▶ [YOUR TASK] Output the full material exactly as it appears here.

▶ [PROVIDED DATA]
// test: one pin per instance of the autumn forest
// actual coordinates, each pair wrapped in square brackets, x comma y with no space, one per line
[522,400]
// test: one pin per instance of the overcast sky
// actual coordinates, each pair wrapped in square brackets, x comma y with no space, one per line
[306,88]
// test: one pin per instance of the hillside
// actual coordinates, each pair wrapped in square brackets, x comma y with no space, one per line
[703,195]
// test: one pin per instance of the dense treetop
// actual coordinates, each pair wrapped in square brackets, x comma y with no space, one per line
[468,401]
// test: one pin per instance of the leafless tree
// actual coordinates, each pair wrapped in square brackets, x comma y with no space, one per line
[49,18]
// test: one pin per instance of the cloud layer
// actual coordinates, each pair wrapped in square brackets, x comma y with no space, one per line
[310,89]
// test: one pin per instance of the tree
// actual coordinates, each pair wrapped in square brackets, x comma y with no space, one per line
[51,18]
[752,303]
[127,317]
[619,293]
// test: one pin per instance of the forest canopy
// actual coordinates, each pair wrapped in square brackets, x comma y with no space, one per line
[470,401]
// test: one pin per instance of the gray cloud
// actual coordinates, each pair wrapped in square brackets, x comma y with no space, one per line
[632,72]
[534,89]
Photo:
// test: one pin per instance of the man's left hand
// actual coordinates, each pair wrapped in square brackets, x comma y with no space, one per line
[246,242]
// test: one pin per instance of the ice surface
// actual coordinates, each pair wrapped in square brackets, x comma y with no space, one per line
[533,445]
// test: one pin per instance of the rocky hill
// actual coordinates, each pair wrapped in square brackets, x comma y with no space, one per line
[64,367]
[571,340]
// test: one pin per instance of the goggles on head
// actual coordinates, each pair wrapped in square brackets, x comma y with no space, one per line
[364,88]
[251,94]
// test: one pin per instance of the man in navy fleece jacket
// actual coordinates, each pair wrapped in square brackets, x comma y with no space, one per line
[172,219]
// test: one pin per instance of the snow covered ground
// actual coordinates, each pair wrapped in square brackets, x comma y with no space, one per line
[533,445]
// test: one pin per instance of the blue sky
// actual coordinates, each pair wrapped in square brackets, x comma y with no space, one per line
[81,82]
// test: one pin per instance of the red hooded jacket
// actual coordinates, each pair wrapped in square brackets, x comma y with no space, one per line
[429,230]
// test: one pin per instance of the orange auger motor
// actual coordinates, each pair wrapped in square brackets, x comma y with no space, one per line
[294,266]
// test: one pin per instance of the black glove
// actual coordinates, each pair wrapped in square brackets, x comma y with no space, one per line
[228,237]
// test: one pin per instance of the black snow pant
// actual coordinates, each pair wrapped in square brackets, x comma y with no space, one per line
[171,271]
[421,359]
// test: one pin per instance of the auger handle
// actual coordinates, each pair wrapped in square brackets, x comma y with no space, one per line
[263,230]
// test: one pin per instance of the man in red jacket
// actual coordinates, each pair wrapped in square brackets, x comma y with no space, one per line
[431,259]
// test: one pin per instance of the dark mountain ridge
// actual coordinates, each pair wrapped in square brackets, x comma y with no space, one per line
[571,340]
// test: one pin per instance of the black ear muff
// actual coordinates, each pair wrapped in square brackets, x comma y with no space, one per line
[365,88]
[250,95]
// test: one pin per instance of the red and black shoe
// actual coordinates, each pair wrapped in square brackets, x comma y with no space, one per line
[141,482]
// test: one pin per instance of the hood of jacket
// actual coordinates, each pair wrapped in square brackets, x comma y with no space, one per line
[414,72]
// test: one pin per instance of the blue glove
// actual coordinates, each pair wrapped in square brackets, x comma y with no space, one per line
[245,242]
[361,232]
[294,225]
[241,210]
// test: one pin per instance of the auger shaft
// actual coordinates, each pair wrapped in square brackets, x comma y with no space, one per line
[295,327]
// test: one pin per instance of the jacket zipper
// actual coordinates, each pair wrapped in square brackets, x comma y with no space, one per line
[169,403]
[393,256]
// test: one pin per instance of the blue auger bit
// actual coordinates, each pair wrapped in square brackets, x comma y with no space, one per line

▶ [THE COMPLETED TASK]
// test: one pin per instance of the autumn forest
// actual coordinates, each pair wrapped in square brackets, x comma y with no space, one per line
[522,400]
// test: one pin per instance of the overcast sky
// actual coordinates, each pair wrapped in square brackets, x comma y with no space, one per line
[306,88]
// test: one pin per instance of the hillside
// actual coordinates, each pair wrapped in square brackets, x comma y with no space, one per line
[703,195]
// test: one pin per instance of the dense treetop
// actual coordinates, each pair wrapped in square brackets, x comma y with no space, one per line
[468,401]
// test: one pin per instance of the leafless tree
// actual coordinates, each pair wrapped in square brackets, x comma y with no space, one per line
[49,18]
// test: one pin per instance of the cloud layer
// actual coordinates, each pair wrapped in square brackets, x comma y with no space, one per line
[310,89]
// test: one pin per instance of the tree
// actual coordinates, each pair wrapped in square brackets, x comma y with no space, one per line
[51,18]
[752,303]
[127,317]
[619,293]
// test: one pin per instance of the forest canopy
// actual coordinates, each pair wrapped in square brackets, x comma y with no space, one per line
[470,401]
// test: one pin per instance of the gray cloud
// actual coordinates, each pair wrapped in square brackets, x comma y with no space, one per line
[632,72]
[534,89]
Photo:
// test: one pin per instance of the man's left hand
// actual coordinates, each pair wrapped in square brackets, x comma y with no space, one per line
[246,242]
// test: one pin per instance of the ice surface
// actual coordinates, each pair wrapped in square brackets, x comma y with no space, one per line
[533,445]
// test: one pin per instance of the rocky hill
// actual coordinates, each pair wrapped in square brackets, x comma y with no space, one per line
[64,367]
[571,340]
// test: one pin per instance of the goggles on head
// actual coordinates, each pair wrapped in square brackets, x comma y with no space, one per line
[364,88]
[251,94]
// test: one pin per instance of the man in navy fleece jacket
// actual coordinates, each pair wrapped in square brackets, x comma y with no space, one per line
[172,219]
// test: one pin per instance of the snow covered ground
// actual coordinates, each pair wrapped in square brackets, x comma y with no space, one per line
[533,445]
// test: one pin per instance of the blue sky
// actual coordinates, each pair wrapped in square brackets, x comma y with no space, one per line
[81,82]
// test: one pin per instance of the red hooded jacket
// actual coordinates, each pair wrapped in square brackets, x comma y with no space, one per line
[429,230]
// test: one pin per instance of the orange auger motor
// actual coordinates, each pair wrapped in square brackets, x comma y with no space, one per line
[294,266]
// test: one pin per instance of the black glove
// actual coordinates, each pair wrapped in square brackets, x comma y with no space, one per line
[228,237]
// test: one pin per instance of the black snow pant
// actual coordinates, each pair wrapped in square brackets, x comma y with no space, one per line
[171,271]
[421,359]
// test: one pin per instance of the auger handle
// actual coordinates, each pair wrapped in square brackets, x comma y with no space, one per line
[263,230]
// test: one pin per instance of the man in red jacket
// actual coordinates, each pair wrapped in square brackets, x comma y with no space, one per line
[431,259]
// test: one pin per instance of the dark mountain ridge
// actual coordinates, each pair wrapped in square brackets, x comma y with no space, one per line
[571,340]
// test: one pin per instance of the black ear muff
// actual coordinates, each pair wrapped in square brackets, x comma y with no space, one per line
[365,88]
[250,95]
// test: one pin per instance of the red and black shoe
// actual coordinates, each pair wrapped in square brackets, x comma y with no space, one per line
[141,482]
// test: one pin per instance of the hood of jacket
// actual coordinates, each pair wrapped in square brackets, x comma y with no space, one per line
[414,72]
// test: one pin per instance of the blue glove
// actual coordinates, each pair wrapped in square brackets, x comma y with no space, one per line
[245,242]
[361,232]
[294,225]
[241,210]
// test: one pin per instance of the auger shaft
// actual coordinates, each pair wrapped in square brackets, x comma y with no space, one per line
[295,327]
// test: one pin per instance of the jacket zipper
// actual coordinates, each pair wrapped in square brackets, x comma y with no space, one per line
[169,403]
[393,256]
// test: one pin per instance of the blue auger bit
// actual coordinates, each pair wrapped in square brackets, x comma y with no space, one per line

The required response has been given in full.